# Required work
Copy verbatim the lines from the one containing "Question. Place one point on every instance of the player's" through the one containing "x=429 y=255", leaving the picture out.
**** Record excerpts
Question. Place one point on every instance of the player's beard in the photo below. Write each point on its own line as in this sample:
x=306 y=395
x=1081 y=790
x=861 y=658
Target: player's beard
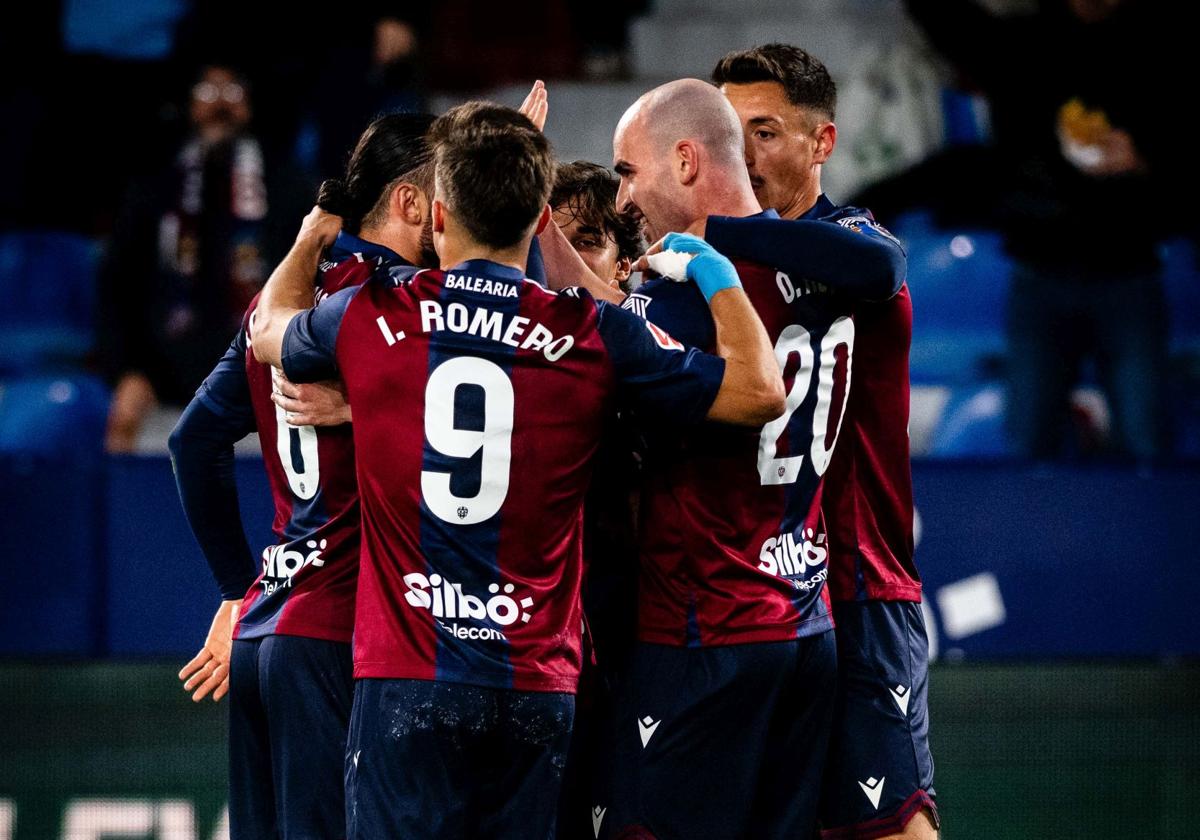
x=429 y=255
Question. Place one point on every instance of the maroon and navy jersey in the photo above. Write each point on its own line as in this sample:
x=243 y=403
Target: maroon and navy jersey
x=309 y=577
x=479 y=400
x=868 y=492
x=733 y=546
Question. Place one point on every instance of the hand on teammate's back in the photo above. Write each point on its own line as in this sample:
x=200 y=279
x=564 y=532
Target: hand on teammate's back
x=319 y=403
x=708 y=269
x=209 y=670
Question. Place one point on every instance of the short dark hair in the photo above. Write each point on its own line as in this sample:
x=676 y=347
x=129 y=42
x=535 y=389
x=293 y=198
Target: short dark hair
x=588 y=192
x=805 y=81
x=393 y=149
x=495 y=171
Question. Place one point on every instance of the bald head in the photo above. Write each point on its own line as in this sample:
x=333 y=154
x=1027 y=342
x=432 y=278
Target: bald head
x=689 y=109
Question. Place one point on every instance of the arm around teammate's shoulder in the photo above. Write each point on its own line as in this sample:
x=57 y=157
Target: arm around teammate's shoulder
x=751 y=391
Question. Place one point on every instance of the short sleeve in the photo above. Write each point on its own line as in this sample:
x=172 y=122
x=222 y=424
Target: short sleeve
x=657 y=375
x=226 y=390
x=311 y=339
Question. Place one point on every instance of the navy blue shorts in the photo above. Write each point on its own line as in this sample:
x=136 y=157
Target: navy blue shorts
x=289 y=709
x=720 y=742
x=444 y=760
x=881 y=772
********
**** Record excerpts
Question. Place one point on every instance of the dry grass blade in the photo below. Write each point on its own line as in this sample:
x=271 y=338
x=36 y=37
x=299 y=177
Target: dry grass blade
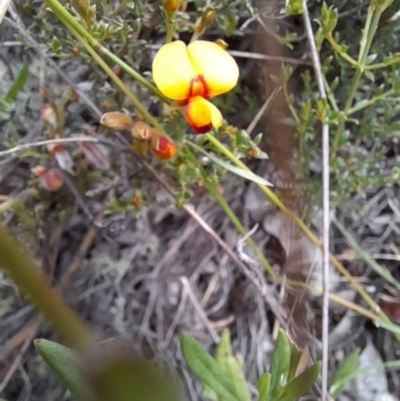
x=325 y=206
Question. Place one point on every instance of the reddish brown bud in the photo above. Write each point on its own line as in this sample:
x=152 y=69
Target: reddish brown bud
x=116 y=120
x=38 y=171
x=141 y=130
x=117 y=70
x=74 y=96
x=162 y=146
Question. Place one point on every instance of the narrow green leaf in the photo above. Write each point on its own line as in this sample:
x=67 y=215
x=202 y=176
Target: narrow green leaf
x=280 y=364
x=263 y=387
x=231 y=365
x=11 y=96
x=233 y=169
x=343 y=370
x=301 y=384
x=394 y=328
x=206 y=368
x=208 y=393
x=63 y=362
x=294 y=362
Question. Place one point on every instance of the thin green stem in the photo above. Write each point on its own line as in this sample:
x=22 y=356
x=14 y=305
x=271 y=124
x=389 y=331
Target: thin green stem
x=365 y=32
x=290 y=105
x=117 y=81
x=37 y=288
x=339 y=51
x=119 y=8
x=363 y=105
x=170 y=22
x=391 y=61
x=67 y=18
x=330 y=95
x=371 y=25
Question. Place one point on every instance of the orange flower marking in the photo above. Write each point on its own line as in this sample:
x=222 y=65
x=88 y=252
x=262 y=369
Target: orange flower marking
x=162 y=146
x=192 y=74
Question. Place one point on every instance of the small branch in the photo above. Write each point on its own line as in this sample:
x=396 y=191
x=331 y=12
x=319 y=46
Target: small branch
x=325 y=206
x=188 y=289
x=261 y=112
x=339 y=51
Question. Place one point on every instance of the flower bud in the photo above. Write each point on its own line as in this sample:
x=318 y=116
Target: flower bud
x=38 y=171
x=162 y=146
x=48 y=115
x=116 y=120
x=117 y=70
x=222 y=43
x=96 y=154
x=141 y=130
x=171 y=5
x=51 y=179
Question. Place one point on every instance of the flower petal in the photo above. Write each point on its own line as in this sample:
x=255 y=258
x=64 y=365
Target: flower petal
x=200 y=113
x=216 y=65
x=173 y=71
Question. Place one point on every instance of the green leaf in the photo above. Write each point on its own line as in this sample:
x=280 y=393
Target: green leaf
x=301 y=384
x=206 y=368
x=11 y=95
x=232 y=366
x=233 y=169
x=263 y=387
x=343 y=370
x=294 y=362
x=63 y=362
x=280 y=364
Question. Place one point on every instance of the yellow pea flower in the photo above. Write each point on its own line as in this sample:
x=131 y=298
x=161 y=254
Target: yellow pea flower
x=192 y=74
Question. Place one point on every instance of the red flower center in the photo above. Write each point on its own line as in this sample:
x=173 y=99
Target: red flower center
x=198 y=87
********
**** Record excerpts
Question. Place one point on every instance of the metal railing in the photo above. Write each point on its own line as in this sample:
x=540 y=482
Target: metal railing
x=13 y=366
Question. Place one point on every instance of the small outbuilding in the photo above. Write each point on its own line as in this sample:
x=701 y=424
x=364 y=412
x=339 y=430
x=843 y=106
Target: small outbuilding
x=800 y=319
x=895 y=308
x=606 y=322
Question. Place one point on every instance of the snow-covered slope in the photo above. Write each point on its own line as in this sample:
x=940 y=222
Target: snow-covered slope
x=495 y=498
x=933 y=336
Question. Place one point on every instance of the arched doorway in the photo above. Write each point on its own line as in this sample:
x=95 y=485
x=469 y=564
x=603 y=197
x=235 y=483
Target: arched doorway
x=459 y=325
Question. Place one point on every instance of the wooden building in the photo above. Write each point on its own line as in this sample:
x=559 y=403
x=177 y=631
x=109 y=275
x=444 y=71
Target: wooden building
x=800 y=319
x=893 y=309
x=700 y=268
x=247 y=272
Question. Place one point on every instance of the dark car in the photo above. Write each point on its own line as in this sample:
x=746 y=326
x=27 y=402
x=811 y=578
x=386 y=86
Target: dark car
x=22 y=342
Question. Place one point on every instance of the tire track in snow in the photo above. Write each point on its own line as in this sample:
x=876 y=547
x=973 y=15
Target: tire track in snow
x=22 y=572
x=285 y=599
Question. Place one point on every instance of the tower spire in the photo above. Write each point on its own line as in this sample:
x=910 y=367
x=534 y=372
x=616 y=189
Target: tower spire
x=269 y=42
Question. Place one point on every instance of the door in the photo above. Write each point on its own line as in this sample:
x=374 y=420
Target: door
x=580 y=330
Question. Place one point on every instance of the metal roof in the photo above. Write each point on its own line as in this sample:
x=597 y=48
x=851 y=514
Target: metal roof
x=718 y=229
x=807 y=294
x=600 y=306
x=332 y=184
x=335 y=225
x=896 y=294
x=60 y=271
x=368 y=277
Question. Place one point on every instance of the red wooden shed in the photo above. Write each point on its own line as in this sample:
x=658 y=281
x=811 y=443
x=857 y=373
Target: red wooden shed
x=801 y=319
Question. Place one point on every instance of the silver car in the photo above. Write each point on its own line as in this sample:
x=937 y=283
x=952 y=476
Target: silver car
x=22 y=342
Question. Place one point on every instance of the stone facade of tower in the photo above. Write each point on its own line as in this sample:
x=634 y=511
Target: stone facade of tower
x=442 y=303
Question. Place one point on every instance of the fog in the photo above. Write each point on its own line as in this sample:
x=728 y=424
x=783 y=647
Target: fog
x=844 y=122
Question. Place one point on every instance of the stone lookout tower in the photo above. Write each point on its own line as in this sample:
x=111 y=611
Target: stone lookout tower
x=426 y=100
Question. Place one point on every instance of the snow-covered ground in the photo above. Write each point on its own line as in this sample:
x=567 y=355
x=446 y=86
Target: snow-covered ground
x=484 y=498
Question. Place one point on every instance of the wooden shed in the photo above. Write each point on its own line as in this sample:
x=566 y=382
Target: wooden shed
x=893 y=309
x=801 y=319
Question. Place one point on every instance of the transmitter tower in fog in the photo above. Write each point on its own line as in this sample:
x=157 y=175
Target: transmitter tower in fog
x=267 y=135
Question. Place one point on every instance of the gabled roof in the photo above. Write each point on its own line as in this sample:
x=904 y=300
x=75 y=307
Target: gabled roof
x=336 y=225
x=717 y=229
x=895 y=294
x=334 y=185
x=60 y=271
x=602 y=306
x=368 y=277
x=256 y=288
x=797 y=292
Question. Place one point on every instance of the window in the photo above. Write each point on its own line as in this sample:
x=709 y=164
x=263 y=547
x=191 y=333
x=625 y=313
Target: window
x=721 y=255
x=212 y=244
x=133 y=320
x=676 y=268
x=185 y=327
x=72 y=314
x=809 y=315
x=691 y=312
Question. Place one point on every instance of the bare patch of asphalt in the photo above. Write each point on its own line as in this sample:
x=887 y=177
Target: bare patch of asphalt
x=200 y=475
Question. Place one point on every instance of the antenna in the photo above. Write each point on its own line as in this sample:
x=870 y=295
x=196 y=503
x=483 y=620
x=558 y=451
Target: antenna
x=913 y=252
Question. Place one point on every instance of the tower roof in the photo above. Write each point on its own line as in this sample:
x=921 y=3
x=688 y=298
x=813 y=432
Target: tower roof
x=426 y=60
********
# Expected output
Question. Place one point on every instance of the player's beard in the photo below. Write each point on its own line as in this sample:
x=306 y=395
x=1081 y=790
x=861 y=658
Target: player's beard
x=429 y=255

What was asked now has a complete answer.